• Exercise brief: Please rewrite the reflection post from "Constellation Reflection Post" to "Style’ study group.", changing "Cardiff Metropolitan University" to "Cardiff Met".

• Page excerpt:
━━━━

Constellation Reflection Post

During my first year at Cardiff Metropolitan University, I have participated in Constellation. From the start of Constellation, I was told I had to write essays in order to pass the first year. This was overwhelming as I hate writing essays and anything to do with reading. After choosing what Constellation class I preferred, I was glad to be in ‘Smells Like Teen Spirit: Subcultures and Street Style’ study group.

I love fashion and knew this class would be about that but I had never heard of subcultures. Throughout the classes, I learnt about the Goths, Punks and the Hip Hop Subcultures to name a few and analysed them in-depth. I learnt about where the subcultures emerged and who they were inspired by.  One thing that was interesting to learn was the use of Bricolage used in most subcultures. This means a creation from many different diverse things. For example, the Goths used bricolage by taking Victorian dress and adding their own touches of death to the outfit by adding things like spider jewellery to symbolise the insects that would crawl over the body underground, and red lipstick to symbolise vampires and sucking blood. Bricolage could definitely be something I might apply to my own practice and throughout the subject/ field modules. For example, bricolage in my own practice could be creating a painting using all of the art movements as inspiration.

Throughout the class, there was a lot of note making and it was fast paced, the amount of information given to use was hard to take in. The lecturer, Cath Davies, showed us a way to filter the information into columns made up of the titles, ‘Describe (the features)’, ‘Analyse (connotations)’ and ‘Theory (quotes)’. This made the notes much easier to read through and easier to piece together to write for the formative essay.

My formative essay was based on the Goth Subculture. I explored the meanings behind their style and where it came from and how the subculture has become well known in Japan with the Harajuku girls, for example. I think I left it very last minute as I did not have many references and didn’t give evidence to back up what I was stating in some cases. From the Formative essay, I have realised that I need references for everything I am going to talk about and that I need to look over the Harvard Referencing Guide. Also,  to start the essay weeks before to write to my best ability. These are all things that I have worked on whilst writing my Summative essay.

━━━━

• Data for review:
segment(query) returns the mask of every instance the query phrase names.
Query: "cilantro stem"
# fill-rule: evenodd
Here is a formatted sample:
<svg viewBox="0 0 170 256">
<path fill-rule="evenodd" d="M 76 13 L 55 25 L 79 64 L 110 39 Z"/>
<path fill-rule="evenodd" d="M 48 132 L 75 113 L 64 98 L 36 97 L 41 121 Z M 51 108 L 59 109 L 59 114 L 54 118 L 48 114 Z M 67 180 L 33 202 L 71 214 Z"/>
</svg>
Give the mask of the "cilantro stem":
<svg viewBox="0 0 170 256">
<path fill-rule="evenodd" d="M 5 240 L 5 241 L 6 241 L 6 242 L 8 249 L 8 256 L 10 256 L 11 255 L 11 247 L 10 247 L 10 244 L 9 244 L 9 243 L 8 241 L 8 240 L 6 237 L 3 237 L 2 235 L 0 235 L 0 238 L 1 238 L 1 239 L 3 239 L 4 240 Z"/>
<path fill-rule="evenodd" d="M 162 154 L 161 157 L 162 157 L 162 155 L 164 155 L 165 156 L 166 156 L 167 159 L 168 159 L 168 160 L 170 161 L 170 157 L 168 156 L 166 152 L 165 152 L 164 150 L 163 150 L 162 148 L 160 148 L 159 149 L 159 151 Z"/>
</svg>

━━━━

• Exercise result:
Constellation Reflection Post

During my first year at Cardiff Met, I have participated in Constellation. From the start of Constellation, I was told I had to write essays in order to pass the first year. This was overwhelming as I hate writing essays and anything to do with reading. After choosing what Constellation class I preferred, I was glad to be in ‘Smells Like Teen Spirit: Subcultures and Street Style’ study group.